#### TEXT PASSAGE
-- Start --

Clare Island Yoga Retreat, Irleand (1 of 2 posts)
Ireland's tumultuous history has been the stuff of legends. From the history making battle of Clontarf in 1014 to the endless battles to achieve independence from Britain, which was finally achieved to some degree in 1921 by local heros such as Michael Collins, forever immortalized by the most handsome Liam Neeson in the movie 'Michael Collins'. Samuel Beckett (1906-1989) playwright, author and Nobel laureate was Irish, so was George Bernard Shaw (1856-1950) and Oscar Wilde (1854-1900). Not to mention, Arthur Guinness, probably better known for the dark, thick brew called Guinness beer; and, of course, the Titanic was built in Belfast.

These figures paint a most romantic picture of Ireland and I was very much looking forward to experience this country. I made sure I would have at least one full day in Dublin, so that I could explore it a little, and as 'luck would have' (the luck of the Irish?) my taxi driver from the airport, Gerry Kelly convinced me that he was the guy to take me around the next day.

I was staying on O'Connell Street, which is the main shopping street in Dublin, at the Gresham Hotel . It is an older style four star hotel, well worth staying at as it is so central and also has a lovely restaurant that serves great food (it had me at gluten free toast). Gerry picked me up the next day and drove me to all the sites worth seeing. I loved the Gothic and neo-Gothic churches in particular, which are to be found in abundance.

-- End --

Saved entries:
-- Start --

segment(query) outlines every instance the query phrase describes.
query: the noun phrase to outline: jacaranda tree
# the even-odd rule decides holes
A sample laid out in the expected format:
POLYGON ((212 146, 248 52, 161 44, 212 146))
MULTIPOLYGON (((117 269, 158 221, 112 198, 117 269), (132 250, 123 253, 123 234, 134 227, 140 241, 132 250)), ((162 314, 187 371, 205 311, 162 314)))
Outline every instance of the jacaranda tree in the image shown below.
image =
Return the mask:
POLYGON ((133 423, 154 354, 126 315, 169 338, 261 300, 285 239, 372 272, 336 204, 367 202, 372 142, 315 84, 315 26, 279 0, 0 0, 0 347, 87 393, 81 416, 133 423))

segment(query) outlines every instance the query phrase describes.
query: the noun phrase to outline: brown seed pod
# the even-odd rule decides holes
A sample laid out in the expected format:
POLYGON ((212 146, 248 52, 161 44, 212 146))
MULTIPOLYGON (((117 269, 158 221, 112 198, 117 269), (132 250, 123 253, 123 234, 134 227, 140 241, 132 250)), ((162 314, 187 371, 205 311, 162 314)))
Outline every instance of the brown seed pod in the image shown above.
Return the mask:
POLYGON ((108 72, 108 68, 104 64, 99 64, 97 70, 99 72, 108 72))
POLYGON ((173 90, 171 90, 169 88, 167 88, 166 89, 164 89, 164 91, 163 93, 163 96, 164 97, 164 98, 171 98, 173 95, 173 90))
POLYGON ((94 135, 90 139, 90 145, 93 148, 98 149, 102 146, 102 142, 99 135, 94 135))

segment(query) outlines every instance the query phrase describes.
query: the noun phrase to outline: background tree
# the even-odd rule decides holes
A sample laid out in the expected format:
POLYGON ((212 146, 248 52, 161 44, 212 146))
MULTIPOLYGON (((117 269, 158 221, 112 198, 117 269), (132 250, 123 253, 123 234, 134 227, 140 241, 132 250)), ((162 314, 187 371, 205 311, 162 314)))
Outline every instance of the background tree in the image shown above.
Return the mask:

-- End --

#### DO THIS
Pick up the Ireland travel post after its final sentence and carry it forward in the same first-person voice.

#### THE RESPONSE
Throughout our 5-hour journey Gerry managed to talk the entire time, keeping me entertained and fully engaged. We finished the day off with a late lunch at The Oar House in Howth, which is only about half an hours drive outside of Dublin. Howth is considered to be 'off the beaten track' but well worth going to. It is a working fishing harbor and if you are lucky you can feed the giant seals that hang out amongst the fishing vessels.

Truth be told, one day in Dublin was plenty. After a three hour train trip, basically going from one side of Ireland to the other, I arrived in Westport , an enormously charming village on the west coast of Ireland. There I met up with the cab driver booked for me by Ciara from the Clare Island Yoga Retreat and was transported to the ferry, about 20 minutes drive from the station.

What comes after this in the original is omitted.